* [TASK INSTRUCTIONS]:
Quote the stretch of the listing below from the line containing "Excuse me — can you help locate the doorway" through the line containing "262, 215, 284, 266", both ends included. Omit the pictures from your answer.
####################
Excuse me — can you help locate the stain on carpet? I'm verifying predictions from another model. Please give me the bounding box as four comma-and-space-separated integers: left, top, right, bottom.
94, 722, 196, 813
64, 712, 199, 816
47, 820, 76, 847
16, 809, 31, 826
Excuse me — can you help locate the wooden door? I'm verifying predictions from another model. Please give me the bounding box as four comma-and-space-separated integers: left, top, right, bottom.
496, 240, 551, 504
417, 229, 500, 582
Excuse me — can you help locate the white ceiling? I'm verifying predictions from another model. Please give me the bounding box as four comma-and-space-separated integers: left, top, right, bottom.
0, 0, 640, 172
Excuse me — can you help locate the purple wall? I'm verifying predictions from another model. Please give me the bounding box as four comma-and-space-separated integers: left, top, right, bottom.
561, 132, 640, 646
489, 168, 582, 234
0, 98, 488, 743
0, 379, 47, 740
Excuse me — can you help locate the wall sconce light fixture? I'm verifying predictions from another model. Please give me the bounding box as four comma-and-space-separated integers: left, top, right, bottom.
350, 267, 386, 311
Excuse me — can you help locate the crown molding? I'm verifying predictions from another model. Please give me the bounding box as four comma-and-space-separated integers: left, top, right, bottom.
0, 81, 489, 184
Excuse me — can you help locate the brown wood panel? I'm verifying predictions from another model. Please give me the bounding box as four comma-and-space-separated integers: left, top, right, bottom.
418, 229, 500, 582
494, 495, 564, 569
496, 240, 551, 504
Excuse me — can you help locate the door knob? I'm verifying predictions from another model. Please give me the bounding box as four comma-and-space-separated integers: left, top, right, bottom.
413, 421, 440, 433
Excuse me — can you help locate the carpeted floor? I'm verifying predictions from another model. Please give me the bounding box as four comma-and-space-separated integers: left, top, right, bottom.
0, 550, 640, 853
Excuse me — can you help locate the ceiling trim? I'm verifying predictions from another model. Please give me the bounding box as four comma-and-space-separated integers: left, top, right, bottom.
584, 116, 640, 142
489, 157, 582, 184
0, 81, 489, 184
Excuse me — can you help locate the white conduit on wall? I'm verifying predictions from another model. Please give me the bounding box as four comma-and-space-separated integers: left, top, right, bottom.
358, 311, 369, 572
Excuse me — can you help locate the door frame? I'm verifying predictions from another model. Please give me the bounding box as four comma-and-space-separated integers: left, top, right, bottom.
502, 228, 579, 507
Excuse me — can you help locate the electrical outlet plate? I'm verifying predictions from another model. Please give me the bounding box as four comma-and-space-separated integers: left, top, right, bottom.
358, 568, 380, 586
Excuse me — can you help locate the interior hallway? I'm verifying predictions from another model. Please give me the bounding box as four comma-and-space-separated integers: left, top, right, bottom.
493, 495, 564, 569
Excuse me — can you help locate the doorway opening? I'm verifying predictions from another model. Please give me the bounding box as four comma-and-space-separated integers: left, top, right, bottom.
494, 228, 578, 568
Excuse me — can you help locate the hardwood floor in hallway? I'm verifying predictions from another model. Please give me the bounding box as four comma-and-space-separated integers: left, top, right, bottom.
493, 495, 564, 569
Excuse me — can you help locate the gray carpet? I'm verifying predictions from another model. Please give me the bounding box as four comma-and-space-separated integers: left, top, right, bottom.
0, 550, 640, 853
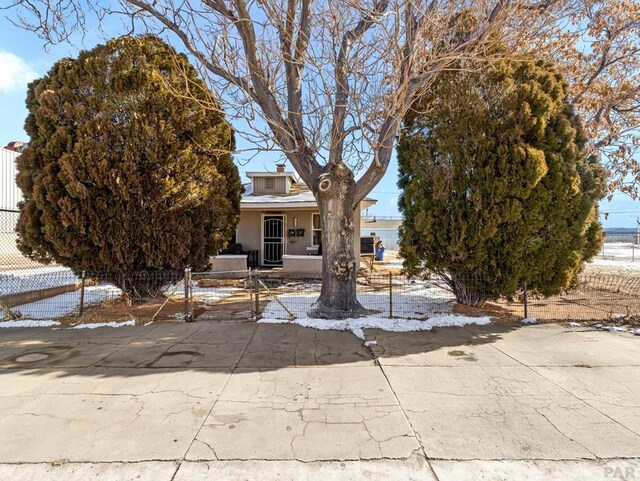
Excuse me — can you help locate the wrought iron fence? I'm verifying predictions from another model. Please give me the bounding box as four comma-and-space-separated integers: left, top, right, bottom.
0, 267, 640, 324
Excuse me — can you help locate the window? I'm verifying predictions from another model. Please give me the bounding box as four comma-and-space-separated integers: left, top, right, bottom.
311, 214, 322, 246
264, 177, 276, 190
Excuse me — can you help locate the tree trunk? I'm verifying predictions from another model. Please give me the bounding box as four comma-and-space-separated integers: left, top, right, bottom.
445, 274, 489, 307
309, 164, 369, 319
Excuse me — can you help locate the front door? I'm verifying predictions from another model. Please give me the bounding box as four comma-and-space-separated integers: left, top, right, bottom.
262, 215, 284, 266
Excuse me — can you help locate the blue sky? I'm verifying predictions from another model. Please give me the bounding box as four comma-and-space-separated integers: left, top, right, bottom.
0, 16, 640, 227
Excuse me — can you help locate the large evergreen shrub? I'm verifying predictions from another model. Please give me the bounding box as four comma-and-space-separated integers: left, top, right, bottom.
17, 36, 242, 294
398, 60, 605, 306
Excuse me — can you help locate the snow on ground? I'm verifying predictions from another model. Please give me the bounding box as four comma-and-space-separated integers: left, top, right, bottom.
262, 282, 455, 319
0, 267, 79, 295
71, 319, 136, 329
258, 282, 491, 339
165, 284, 245, 305
11, 284, 122, 319
258, 314, 491, 339
0, 319, 60, 327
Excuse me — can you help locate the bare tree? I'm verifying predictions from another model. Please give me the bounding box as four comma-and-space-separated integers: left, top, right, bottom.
6, 0, 640, 318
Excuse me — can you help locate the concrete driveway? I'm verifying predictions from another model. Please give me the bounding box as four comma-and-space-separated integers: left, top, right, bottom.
0, 322, 640, 481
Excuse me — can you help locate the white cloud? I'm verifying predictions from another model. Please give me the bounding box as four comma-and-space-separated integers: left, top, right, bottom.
0, 50, 38, 93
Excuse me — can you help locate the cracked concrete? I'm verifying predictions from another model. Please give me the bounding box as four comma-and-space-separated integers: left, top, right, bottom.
0, 322, 640, 481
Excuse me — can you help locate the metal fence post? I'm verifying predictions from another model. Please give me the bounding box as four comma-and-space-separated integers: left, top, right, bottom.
78, 271, 86, 317
253, 269, 260, 319
389, 272, 393, 317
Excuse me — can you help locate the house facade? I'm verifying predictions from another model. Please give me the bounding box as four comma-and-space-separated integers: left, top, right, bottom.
225, 165, 376, 270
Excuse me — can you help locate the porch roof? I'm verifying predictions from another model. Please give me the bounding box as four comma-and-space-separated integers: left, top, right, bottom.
240, 182, 378, 210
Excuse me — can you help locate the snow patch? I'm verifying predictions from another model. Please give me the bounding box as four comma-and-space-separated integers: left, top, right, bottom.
0, 319, 60, 327
71, 320, 136, 329
258, 314, 491, 340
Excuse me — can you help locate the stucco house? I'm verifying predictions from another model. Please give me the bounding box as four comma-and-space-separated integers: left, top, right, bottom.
212, 165, 376, 272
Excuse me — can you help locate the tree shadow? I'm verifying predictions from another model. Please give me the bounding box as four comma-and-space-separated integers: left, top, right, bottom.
0, 321, 521, 377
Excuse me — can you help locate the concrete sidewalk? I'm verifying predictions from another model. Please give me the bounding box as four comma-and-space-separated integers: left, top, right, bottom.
0, 322, 640, 481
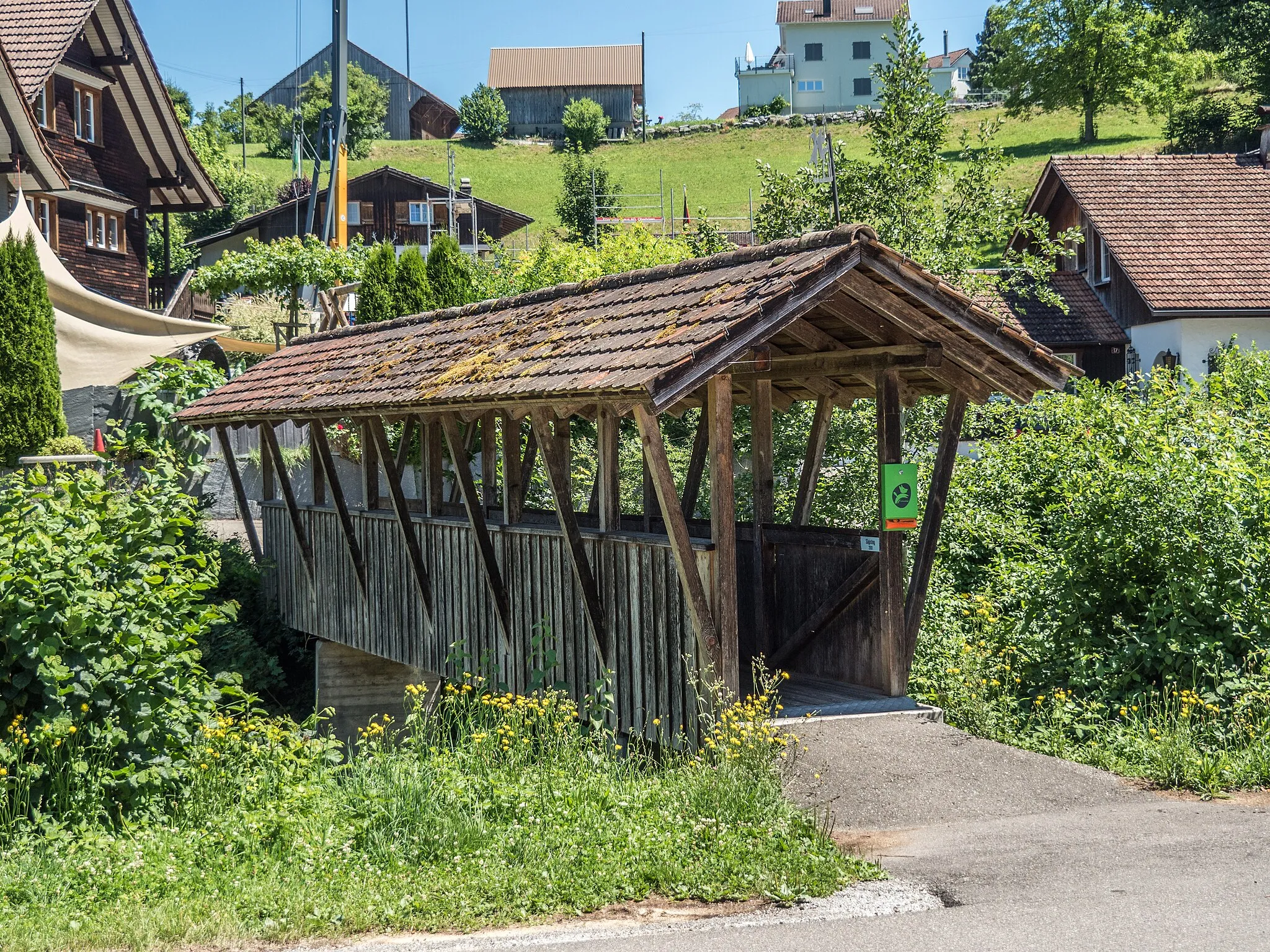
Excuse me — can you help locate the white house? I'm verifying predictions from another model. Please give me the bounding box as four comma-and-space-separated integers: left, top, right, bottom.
735, 0, 907, 113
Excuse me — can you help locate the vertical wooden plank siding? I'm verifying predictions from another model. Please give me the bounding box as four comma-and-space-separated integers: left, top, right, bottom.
876, 369, 908, 697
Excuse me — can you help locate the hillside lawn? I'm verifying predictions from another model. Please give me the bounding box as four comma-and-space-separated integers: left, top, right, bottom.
235, 109, 1165, 244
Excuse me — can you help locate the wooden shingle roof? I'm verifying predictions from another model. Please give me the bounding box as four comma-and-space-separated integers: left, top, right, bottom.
1029, 155, 1270, 312
180, 226, 1080, 425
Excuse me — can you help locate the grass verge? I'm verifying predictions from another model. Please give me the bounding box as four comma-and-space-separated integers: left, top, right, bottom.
0, 678, 880, 952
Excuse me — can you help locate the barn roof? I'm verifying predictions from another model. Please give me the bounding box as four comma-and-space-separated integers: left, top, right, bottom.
180, 224, 1080, 425
489, 43, 644, 89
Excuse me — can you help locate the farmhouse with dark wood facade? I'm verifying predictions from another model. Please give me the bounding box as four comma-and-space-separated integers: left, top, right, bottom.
0, 0, 223, 307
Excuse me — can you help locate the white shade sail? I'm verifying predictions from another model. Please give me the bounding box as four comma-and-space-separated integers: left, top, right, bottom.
0, 190, 229, 390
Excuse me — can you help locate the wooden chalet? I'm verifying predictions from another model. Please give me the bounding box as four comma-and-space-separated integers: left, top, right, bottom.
190, 165, 533, 265
180, 226, 1080, 743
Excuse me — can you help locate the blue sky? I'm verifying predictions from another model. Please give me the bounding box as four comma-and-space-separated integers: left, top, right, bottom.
132, 0, 988, 117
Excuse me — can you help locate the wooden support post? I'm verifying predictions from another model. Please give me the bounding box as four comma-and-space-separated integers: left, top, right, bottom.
499, 413, 525, 526
216, 425, 265, 565
876, 371, 908, 697
362, 420, 378, 513
309, 420, 366, 596
419, 418, 446, 515
749, 379, 776, 655
596, 403, 623, 532
790, 395, 833, 526
366, 416, 433, 628
902, 391, 969, 671
706, 373, 740, 694
260, 423, 315, 581
480, 410, 498, 513
309, 420, 326, 505
255, 423, 278, 503
634, 403, 720, 674
530, 410, 613, 668
772, 556, 877, 668
680, 406, 710, 519
441, 414, 512, 655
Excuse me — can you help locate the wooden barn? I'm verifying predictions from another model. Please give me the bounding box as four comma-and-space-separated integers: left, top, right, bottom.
489, 43, 644, 138
180, 226, 1080, 743
255, 43, 458, 138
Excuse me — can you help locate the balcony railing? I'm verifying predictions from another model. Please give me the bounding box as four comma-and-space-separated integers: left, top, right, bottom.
737, 53, 794, 75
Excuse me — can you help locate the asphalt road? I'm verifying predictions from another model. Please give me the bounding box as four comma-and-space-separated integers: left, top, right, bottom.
292, 716, 1270, 952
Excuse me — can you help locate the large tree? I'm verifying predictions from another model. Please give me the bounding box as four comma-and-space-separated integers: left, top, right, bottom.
984, 0, 1180, 142
0, 235, 66, 464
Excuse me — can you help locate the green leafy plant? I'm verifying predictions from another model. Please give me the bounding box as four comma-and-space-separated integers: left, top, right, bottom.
561, 97, 610, 152
0, 235, 66, 464
458, 82, 508, 143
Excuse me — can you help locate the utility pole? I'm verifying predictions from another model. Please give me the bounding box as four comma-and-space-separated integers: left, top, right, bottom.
239, 76, 246, 171
322, 0, 348, 244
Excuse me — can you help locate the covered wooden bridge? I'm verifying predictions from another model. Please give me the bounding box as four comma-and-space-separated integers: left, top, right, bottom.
180, 226, 1078, 740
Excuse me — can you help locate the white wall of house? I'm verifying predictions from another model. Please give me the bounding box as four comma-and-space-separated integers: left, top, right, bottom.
1129, 317, 1270, 377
####################
* [THE RESPONSE]:
Excuse me — can you help locate the doorway opening? I'm verifying predictions from another model. Please give me the bounding box as four comma-and-space-separated integers: left, top, right, bottom.
494, 228, 578, 568
Excuse me — can you help locate the hardwood floor in hallway? I'm verifying predictions from another model. Please give me the bounding box as four comma-and-space-separated integers: left, top, right, bottom.
493, 495, 564, 569
Excuse me — can you help locate the gray carpet? I'm verifying predictions from another model. Please give me the bounding box as four comma-and-space-separated integers: left, top, right, bottom.
0, 550, 640, 853
Excuse me — can you help locate the wrought iron fence? I'm verifying predictions from another model. Please give me the bounding box as four comma-and-space-separated integers: left, top, right, bottom.
0, 267, 640, 324
Excuse me — can you help locate the window? I'm verifying predictions from another model. Please give me the bounding box as four comma-and-space-separated integers: left, top, right, bottom.
311, 214, 322, 246
264, 177, 276, 190
Excuse me — can you help locate the tree trunk? I'm verifying predictions from another model. Please give me the bounding box as four comma-and-space-separated integers: left, top, right, bottom.
445, 274, 489, 307
309, 164, 369, 319
Excuse me — can you help locate the front door? I'm verifying predictions from another model. Please give me the bounding box as four comma-and-space-separated integers: left, top, right, bottom.
262, 215, 284, 266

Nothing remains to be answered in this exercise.